## Exercise details
For this exercise, restate the records word for word.

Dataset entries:
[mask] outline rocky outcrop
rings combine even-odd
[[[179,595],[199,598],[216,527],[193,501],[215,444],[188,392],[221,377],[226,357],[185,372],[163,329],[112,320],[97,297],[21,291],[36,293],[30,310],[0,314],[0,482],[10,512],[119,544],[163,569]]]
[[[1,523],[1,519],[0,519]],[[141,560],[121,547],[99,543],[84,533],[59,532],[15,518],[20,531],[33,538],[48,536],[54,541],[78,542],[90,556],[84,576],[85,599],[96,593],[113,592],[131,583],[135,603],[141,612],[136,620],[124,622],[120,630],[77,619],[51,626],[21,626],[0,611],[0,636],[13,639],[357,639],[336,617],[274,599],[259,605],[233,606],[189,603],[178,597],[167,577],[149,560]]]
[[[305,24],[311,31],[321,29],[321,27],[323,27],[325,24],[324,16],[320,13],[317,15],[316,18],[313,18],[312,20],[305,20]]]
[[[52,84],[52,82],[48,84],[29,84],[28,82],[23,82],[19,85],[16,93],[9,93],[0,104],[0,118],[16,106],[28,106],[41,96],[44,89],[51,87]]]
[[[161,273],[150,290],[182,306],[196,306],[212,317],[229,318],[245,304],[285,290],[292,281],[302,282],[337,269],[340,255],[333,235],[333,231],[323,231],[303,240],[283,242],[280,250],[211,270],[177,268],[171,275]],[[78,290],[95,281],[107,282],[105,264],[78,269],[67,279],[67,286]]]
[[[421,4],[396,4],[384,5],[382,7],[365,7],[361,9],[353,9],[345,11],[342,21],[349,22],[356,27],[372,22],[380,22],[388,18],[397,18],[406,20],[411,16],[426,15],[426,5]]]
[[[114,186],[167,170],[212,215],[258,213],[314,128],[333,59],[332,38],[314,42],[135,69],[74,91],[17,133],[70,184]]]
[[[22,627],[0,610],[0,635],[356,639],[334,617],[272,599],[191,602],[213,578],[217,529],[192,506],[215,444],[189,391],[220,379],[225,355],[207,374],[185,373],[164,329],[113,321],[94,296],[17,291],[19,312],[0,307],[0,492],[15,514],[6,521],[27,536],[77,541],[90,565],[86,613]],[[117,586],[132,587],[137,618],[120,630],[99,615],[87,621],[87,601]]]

## Solution to this task
[mask] outline rocky outcrop
rings combine even-odd
[[[179,595],[199,598],[216,527],[193,501],[215,444],[188,392],[221,377],[226,357],[185,372],[163,329],[112,320],[97,297],[21,291],[36,293],[30,310],[0,314],[0,482],[10,512],[119,544],[163,569]]]
[[[1,523],[1,519],[0,519]],[[141,560],[121,547],[99,543],[84,533],[59,532],[15,518],[20,531],[33,538],[48,536],[54,541],[78,542],[90,556],[84,576],[85,599],[96,593],[113,592],[131,583],[135,603],[141,612],[136,620],[124,622],[120,630],[77,619],[51,626],[21,626],[0,611],[0,636],[13,639],[357,639],[336,617],[274,599],[259,605],[233,606],[189,603],[178,597],[167,577],[149,560]]]
[[[305,24],[311,31],[321,29],[321,27],[323,27],[325,24],[324,16],[320,13],[317,15],[316,18],[313,18],[312,20],[305,20]]]
[[[52,84],[52,82],[48,84],[29,84],[28,82],[23,82],[19,85],[16,93],[9,93],[0,104],[0,118],[16,106],[28,106],[41,96],[44,89],[51,87]]]
[[[161,273],[150,290],[182,306],[196,306],[212,317],[229,318],[245,304],[285,290],[292,281],[302,282],[337,269],[340,255],[333,235],[333,231],[323,231],[303,240],[283,242],[280,250],[211,270],[177,268],[171,275]],[[78,290],[95,281],[107,282],[105,264],[78,269],[67,279],[67,286]]]
[[[421,4],[396,4],[384,5],[382,7],[365,7],[361,9],[353,9],[345,11],[342,21],[349,22],[356,27],[372,22],[380,22],[388,18],[397,18],[406,20],[411,16],[426,15],[426,5]]]
[[[114,186],[167,170],[212,215],[258,213],[314,128],[333,59],[332,38],[314,42],[135,69],[74,91],[17,133],[70,184]]]
[[[22,627],[0,610],[0,635],[356,639],[334,617],[272,599],[191,602],[213,578],[217,529],[192,506],[215,444],[189,391],[220,379],[225,355],[207,374],[185,373],[164,329],[113,321],[94,296],[17,291],[19,312],[0,307],[0,492],[15,514],[6,521],[27,536],[77,541],[90,565],[86,613]],[[117,586],[132,587],[137,618],[120,630],[99,615],[87,621],[87,601]]]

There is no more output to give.